**Page excerpt:**
════════

In 1933, John Waterhouse, the president of Alexander &Baldwin, acting on behalf of Kauai shippers using Port Allen Harbor, urged the Board of Engineers for Rivers and Harbors (BERH) in Washington DC to recommend a $880,000 harbor improvement project for Port Allen, of which $200,000 would be funded by local interests.
Waterhouse’s goal was to transform Port Allen into an economical, protected, deep-draft harbor.
The project would encompass the construction of a breakwater, the deepening of the harbor, and the building of a pier that ships could tie to which would eliminate laborious and expensive lightering to and from shore and ship.
Specifically, the project called for a 1,200-foot, rubble-mound breakwater, the dredging of a 35-foot deep, 1,000 by 1,500-foot harbor basin and the dredging of an entrance channel 500 feet wide by 35-feet deep, as well as a new 500-foot pier.
Following the BERH’s recommendation, President Roosevelt’s Public Works Administration authorized construction in 1933.
Thereafter, bids were requested and Kauai Railway Co. was awarded the contract for construction of the breakwater, with the federal government carrying out dredging operations, and with E. E. Black, Ltd. being contracted to erect the pier.
Construction of the breakwater, which commenced in 1934, required the building of a macadamized road connecting the breakwater site with a quarry located over a mile away, over which 208,000 tons of rock were carried on six 9-ton dump trucks to complete the breakwater.

════════

**Extracted information:**
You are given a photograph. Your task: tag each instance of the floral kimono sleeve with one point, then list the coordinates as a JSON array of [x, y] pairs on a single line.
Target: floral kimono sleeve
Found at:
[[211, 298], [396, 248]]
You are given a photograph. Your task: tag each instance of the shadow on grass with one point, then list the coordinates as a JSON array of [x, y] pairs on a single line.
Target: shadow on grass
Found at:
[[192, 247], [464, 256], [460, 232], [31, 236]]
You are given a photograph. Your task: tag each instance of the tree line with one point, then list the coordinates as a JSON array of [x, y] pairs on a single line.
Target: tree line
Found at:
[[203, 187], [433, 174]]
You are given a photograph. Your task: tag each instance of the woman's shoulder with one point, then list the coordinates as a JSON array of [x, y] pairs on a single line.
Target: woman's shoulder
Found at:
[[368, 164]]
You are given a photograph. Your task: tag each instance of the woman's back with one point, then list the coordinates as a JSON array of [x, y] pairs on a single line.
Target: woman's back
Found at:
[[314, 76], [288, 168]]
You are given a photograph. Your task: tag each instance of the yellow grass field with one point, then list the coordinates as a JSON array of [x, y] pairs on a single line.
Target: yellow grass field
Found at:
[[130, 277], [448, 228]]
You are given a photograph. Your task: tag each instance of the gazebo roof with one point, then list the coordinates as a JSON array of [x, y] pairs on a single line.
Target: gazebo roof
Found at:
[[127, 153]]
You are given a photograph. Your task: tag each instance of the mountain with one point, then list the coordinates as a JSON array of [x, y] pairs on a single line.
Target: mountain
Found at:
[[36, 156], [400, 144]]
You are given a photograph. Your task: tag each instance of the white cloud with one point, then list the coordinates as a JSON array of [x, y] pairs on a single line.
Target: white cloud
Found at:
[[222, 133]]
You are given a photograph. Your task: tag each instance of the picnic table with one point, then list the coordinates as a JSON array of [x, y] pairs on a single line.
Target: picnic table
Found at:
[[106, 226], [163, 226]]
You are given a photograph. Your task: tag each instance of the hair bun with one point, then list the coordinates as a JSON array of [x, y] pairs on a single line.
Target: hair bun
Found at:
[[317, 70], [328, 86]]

════════

**Instructions:**
(A) List each structure or dredging job in the specific plan of the Port Allen Harbor passage, with its stated dimensions.
(B) Continue the Port Allen Harbor passage from its last sentence.

**Responses for each task:**
(A)
- Rubble-mound breakwater: 1,200 feet
- Harbor basin dredging: 35 feet deep, 1,000 by 1,500 feet
- Entrance channel dredging: 500 feet wide by 35 feet deep
- New pier: 500 feet

(B)
Additionally, more than 700 creosote piles were driven into the bay and about 1,200,000 feet of lumber were used in building the breakwater.
Equipment used included a 2-yard shovel, a 25-ton crane, two 20-ton traveling flat-bottomed barges and pile drivers.
A. A. Hartman, who built the Wailua Bridge and superintended work on breakwaters at Hilo and Lanai, was the breakwater superintendent.
Work on the breakwater was concluded in 1935; a year later, dredging was completed, and in 1939, the new 500-foot pier, capable of berthing two ships and supporting a terminal building equipped with railroad tracks to facilitate loading of ships, was opened for business.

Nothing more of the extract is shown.